## Provided data
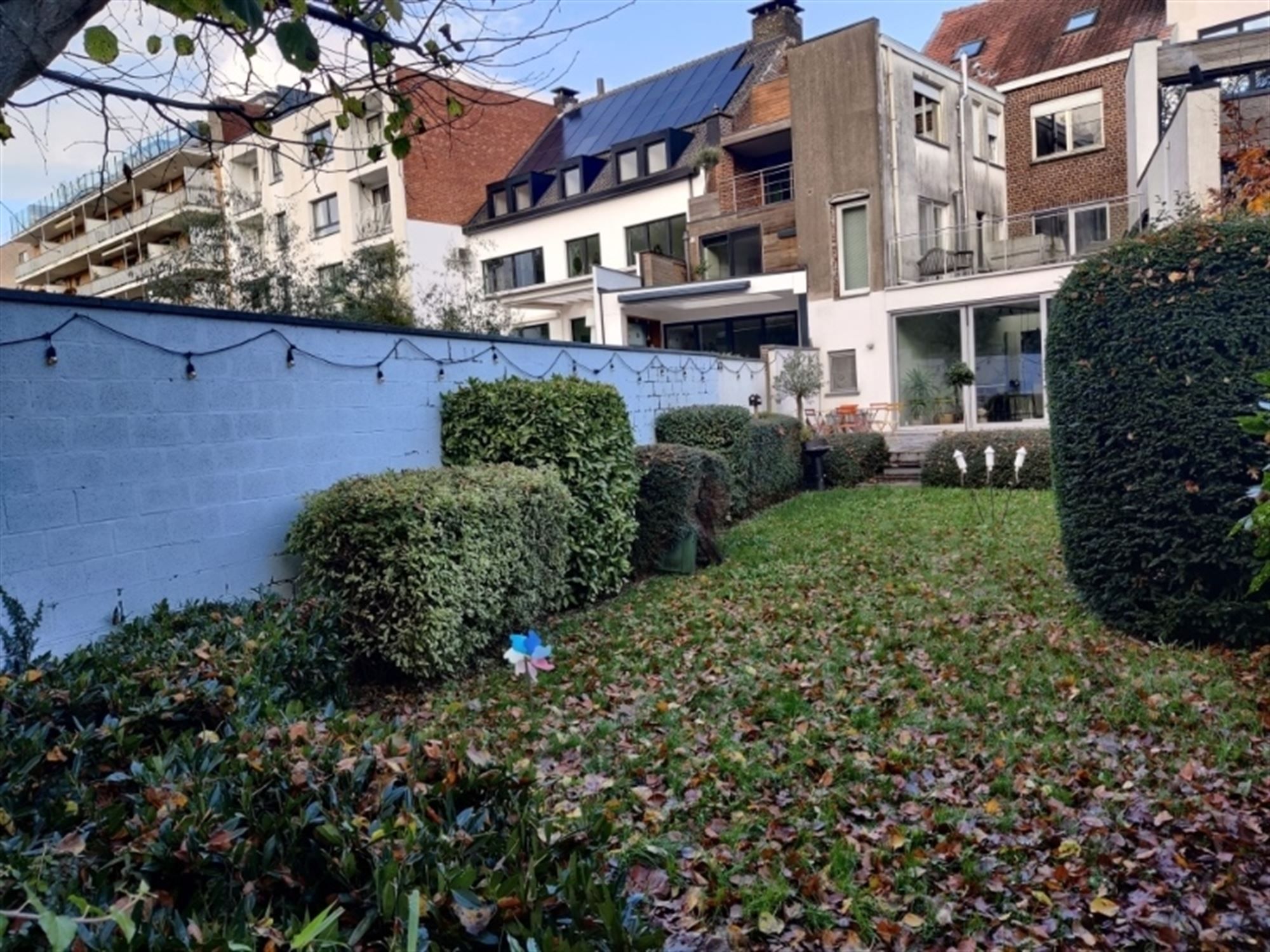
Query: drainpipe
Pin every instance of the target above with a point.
(963, 101)
(895, 164)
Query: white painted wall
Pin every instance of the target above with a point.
(864, 323)
(1187, 166)
(608, 219)
(1188, 17)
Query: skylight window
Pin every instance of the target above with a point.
(1083, 20)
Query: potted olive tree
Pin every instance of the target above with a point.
(959, 376)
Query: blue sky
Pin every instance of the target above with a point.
(637, 41)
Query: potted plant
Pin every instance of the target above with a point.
(959, 376)
(919, 395)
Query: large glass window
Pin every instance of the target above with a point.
(582, 255)
(519, 271)
(733, 255)
(926, 346)
(1009, 369)
(664, 237)
(1067, 125)
(854, 248)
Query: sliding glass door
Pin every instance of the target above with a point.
(1003, 343)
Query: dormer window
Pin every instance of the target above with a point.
(1081, 21)
(655, 155)
(628, 166)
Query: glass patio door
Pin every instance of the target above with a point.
(1009, 364)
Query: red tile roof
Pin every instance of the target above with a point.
(1026, 37)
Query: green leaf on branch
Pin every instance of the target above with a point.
(101, 45)
(298, 45)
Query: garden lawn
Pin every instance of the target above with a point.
(879, 723)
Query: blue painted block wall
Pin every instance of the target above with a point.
(124, 482)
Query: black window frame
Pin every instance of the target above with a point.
(647, 227)
(590, 249)
(731, 239)
(787, 318)
(491, 265)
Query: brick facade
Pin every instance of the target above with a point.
(450, 166)
(1073, 180)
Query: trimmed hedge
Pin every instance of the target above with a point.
(200, 753)
(775, 461)
(855, 459)
(725, 430)
(581, 428)
(939, 468)
(1151, 356)
(430, 567)
(765, 454)
(683, 491)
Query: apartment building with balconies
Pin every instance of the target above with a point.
(107, 234)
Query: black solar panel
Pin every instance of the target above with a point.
(674, 101)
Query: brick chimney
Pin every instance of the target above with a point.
(566, 100)
(778, 20)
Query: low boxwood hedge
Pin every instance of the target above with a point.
(939, 468)
(1153, 352)
(189, 774)
(764, 454)
(581, 428)
(855, 459)
(430, 567)
(683, 491)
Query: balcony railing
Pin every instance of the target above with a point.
(182, 200)
(374, 221)
(1013, 243)
(755, 190)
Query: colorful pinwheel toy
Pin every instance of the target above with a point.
(529, 656)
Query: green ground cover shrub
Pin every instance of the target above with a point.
(764, 453)
(683, 491)
(430, 567)
(855, 458)
(584, 431)
(196, 769)
(1153, 351)
(939, 468)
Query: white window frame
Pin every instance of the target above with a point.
(855, 373)
(840, 210)
(332, 225)
(1066, 106)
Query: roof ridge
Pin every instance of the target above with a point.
(664, 73)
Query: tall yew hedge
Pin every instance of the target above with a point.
(584, 431)
(1151, 356)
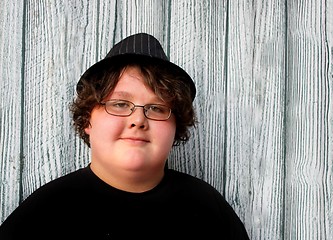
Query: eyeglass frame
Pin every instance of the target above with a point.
(144, 108)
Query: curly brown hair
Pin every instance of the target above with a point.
(101, 79)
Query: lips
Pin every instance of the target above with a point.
(135, 139)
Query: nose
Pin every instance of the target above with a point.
(138, 118)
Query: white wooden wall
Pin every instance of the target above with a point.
(264, 75)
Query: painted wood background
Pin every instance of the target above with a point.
(264, 74)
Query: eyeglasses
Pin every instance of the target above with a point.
(124, 108)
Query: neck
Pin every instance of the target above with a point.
(129, 181)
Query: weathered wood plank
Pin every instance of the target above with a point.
(308, 163)
(254, 164)
(197, 43)
(60, 41)
(11, 67)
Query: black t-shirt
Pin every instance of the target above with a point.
(81, 206)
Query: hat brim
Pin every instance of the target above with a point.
(106, 62)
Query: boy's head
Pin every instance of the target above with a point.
(168, 81)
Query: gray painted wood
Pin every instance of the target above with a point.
(264, 75)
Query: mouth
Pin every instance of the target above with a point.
(135, 140)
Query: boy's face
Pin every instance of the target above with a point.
(131, 148)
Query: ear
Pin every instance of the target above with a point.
(87, 129)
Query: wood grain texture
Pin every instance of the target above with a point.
(11, 67)
(264, 75)
(307, 124)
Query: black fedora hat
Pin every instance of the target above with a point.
(142, 45)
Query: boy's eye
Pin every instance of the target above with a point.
(156, 108)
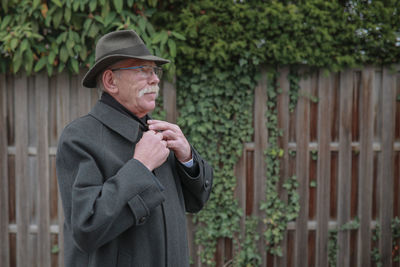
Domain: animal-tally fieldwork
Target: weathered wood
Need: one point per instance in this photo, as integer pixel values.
(21, 170)
(283, 124)
(366, 169)
(4, 218)
(43, 192)
(63, 116)
(302, 170)
(344, 176)
(260, 141)
(386, 168)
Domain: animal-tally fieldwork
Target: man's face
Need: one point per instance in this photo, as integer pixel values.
(137, 90)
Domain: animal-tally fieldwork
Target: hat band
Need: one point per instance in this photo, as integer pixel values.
(133, 51)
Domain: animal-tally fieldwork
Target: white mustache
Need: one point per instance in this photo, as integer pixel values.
(150, 89)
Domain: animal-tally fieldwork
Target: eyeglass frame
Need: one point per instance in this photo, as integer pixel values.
(155, 70)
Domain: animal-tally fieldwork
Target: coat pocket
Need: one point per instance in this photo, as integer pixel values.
(124, 260)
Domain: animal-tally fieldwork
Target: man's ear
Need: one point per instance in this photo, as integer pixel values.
(108, 80)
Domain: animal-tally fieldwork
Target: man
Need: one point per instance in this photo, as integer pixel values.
(126, 181)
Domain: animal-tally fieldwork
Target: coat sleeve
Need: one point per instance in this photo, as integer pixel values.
(98, 209)
(196, 182)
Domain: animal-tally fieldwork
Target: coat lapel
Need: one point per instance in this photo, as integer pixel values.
(116, 121)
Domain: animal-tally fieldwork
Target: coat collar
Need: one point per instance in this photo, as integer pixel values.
(116, 121)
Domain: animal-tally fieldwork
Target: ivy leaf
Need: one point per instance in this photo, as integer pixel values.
(142, 24)
(157, 38)
(57, 18)
(67, 14)
(92, 5)
(57, 2)
(55, 249)
(40, 64)
(94, 30)
(51, 57)
(13, 43)
(178, 36)
(17, 61)
(24, 45)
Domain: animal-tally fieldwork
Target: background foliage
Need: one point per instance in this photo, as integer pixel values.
(216, 48)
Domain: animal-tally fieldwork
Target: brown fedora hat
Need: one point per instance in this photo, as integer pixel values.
(116, 46)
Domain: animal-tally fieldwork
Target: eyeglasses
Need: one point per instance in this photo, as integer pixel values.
(146, 71)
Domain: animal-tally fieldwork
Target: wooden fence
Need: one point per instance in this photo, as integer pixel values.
(354, 128)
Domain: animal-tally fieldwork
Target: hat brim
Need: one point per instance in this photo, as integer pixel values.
(89, 80)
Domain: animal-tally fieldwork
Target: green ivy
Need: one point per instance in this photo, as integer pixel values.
(278, 212)
(216, 48)
(332, 242)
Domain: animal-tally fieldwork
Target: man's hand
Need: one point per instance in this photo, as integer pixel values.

## Assignment
Which lines above run from the one containing "Query: neck" to the one containing "Query: boy's head"? Give them again exactly, both ends included.

## Output for this exercise
Query: neck
Pin every instance of the target above with a point.
(129, 181)
Query: weathered wood plank
Pin every instance of the target above with a point.
(308, 163)
(254, 164)
(197, 43)
(60, 41)
(11, 67)
Query: black t-shirt
Pin every instance of the target above with a point.
(81, 206)
Query: hat brim
Pin every instance of the target above with a point.
(106, 62)
Query: boy's head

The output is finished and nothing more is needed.